Extract to read:
What Did Proto-Indo-European Sound Like?—And How Can We Know?

[This post was originally published in October 2013]

Archaeology magazine recently published an article entitled “Telling Tales in Proto-Indo-European”, which included a recording of a short text in Proto-Indo-European (PIE), the ancestor of modern languages in Europe and parts of Asia. This recording, made by Dr. Andrew Byrd of the University of Kentucky, a student of UCLA’s Indo-European expert H. Craig Melchert, drew considerable attention in the media (see here, here, and here). The text read by Byrd is a short parable called “The Sheep and the Horses”, which was originally written by a German philologist August Schleicher in 1868, as a way to experiment with the reconstructed PIE vocabulary. Here is the English translation of the story (which may sound familiar to people who watched the movie Prometheus):

A sheep that had no wool saw horses, one of them pulling a heavy wagon, one carrying a big load, and one carrying a man quickly. The sheep said to the horses: “My heart pains me, seeing a man driving horses.” The horses said: “Listen, sheep, our hearts pain us when we see this: a man, the master, makes the wool of the sheep into a warm garment for himself. And the sheep has no wool.” Having heard this, the sheep fled into the plain.

Written task a:
Revise the passage of the article on Proto-Indo-European that opens with "A sheep that" and closes with "into the plain.", putting "cart" in place of "wagon".
The article and the entries are unrelated to each other.

Data provided:
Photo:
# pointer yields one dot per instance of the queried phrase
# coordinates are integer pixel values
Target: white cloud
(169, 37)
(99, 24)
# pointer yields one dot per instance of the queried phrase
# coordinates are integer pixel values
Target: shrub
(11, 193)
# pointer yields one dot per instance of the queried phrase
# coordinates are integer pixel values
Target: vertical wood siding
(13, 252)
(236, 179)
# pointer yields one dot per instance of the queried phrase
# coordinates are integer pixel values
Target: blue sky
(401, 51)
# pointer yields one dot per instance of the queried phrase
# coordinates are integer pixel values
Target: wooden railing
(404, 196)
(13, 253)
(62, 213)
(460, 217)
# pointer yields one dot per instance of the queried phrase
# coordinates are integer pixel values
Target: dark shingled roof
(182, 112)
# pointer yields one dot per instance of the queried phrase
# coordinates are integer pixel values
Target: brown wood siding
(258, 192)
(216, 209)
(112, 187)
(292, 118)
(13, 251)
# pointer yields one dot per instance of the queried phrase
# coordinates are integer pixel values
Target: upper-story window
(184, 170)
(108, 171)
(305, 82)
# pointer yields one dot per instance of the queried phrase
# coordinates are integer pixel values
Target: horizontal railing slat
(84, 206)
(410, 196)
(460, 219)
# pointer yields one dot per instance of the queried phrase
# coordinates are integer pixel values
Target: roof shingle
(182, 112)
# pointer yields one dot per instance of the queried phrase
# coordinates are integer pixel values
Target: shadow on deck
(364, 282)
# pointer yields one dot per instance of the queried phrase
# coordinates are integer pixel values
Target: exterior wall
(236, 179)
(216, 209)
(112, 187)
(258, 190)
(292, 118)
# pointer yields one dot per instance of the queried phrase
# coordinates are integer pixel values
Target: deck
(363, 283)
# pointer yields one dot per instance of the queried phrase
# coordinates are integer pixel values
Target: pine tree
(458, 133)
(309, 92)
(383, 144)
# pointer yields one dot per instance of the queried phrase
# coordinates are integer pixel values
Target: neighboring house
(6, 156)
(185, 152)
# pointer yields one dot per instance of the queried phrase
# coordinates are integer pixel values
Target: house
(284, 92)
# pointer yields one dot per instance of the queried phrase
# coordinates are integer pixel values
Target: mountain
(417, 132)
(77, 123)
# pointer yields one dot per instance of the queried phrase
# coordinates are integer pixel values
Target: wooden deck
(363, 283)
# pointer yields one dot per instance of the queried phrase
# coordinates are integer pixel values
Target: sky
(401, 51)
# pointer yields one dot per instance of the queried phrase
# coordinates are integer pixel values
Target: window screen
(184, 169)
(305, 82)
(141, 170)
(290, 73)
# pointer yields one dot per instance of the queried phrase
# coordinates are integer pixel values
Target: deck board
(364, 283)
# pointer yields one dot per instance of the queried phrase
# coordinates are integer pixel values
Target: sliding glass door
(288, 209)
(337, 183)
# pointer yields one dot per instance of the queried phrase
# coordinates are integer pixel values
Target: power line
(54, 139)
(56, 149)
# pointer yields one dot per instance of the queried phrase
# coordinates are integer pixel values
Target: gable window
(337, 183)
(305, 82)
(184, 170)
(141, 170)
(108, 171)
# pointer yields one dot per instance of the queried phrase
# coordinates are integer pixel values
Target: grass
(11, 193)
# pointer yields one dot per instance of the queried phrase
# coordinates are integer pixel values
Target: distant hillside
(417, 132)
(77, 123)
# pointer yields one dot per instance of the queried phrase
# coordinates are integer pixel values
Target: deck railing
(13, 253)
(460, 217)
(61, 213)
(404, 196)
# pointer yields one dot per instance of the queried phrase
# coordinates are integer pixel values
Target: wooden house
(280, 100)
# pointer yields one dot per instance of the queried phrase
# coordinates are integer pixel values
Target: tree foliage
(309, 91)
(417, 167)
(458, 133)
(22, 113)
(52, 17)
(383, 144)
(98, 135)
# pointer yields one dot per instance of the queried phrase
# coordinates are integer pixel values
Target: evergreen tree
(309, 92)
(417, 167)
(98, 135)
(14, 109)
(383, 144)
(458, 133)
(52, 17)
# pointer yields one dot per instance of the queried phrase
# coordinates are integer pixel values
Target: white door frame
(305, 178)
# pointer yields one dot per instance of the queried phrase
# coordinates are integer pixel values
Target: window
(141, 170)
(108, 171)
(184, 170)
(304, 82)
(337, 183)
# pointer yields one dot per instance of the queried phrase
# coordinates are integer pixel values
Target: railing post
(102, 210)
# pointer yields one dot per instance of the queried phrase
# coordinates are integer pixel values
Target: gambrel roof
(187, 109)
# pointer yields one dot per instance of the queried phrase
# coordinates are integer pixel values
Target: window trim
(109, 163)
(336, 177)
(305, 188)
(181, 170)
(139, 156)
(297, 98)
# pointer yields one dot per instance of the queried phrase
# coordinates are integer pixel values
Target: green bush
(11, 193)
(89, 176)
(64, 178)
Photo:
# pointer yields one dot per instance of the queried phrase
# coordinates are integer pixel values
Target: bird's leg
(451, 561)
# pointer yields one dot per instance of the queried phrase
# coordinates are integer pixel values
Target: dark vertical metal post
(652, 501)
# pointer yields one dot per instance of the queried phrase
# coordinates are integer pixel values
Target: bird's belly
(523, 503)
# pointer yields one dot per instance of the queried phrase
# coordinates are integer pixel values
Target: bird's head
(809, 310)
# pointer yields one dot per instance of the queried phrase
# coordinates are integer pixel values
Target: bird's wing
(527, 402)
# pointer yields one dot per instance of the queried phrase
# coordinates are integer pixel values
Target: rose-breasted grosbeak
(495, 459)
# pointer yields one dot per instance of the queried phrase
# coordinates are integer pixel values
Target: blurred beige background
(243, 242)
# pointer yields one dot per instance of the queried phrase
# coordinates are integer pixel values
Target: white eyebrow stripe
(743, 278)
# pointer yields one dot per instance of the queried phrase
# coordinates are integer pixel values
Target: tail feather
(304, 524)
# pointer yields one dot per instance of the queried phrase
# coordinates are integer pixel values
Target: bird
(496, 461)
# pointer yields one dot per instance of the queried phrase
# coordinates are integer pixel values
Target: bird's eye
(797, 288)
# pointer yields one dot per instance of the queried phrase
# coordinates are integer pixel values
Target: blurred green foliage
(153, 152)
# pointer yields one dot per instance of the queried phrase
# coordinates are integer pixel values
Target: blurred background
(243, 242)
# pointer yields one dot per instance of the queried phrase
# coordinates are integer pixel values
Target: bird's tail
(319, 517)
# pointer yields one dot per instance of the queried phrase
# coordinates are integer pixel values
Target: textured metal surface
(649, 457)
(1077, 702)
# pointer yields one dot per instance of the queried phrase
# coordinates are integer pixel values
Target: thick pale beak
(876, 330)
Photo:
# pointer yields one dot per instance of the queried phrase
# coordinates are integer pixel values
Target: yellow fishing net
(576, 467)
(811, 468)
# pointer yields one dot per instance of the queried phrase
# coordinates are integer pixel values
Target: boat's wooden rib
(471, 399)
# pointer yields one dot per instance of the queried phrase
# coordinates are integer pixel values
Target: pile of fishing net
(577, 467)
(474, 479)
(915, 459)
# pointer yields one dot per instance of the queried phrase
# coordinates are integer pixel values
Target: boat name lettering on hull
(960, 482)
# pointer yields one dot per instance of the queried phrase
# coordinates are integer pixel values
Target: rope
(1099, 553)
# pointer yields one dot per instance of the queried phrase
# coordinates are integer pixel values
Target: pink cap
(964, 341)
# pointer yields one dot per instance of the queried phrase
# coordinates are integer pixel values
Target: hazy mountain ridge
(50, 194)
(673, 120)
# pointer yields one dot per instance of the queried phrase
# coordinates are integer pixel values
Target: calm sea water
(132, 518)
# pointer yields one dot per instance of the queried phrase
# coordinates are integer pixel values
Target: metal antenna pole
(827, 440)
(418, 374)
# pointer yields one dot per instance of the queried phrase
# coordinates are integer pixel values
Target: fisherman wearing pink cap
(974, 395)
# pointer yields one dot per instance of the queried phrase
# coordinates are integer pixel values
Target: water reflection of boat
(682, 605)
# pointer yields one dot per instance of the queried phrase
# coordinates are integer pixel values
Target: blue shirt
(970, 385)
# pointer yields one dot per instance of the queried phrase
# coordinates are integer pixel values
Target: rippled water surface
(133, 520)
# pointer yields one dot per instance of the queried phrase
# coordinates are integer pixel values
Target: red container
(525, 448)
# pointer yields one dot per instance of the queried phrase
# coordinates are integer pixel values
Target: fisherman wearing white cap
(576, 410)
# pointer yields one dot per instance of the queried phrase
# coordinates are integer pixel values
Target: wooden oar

Written task b:
Gather every line of the entries that contains the string "fisherman", with case counting.

Written solution a:
A sheep that had no wool saw horses, one of them pulling a heavy cart, one carrying a big load, and one carrying a man quickly. The sheep said to the horses: “My heart pains me, seeing a man driving horses.” The horses said: “Listen, sheep, our hearts pain us when we see this: a man, the master, makes the wool of the sheep into a warm garment for himself. And the sheep has no wool.” Having heard this, the sheep fled into the plain.

Written solution b:
Target: fisherman wearing pink cap
Target: fisherman wearing white cap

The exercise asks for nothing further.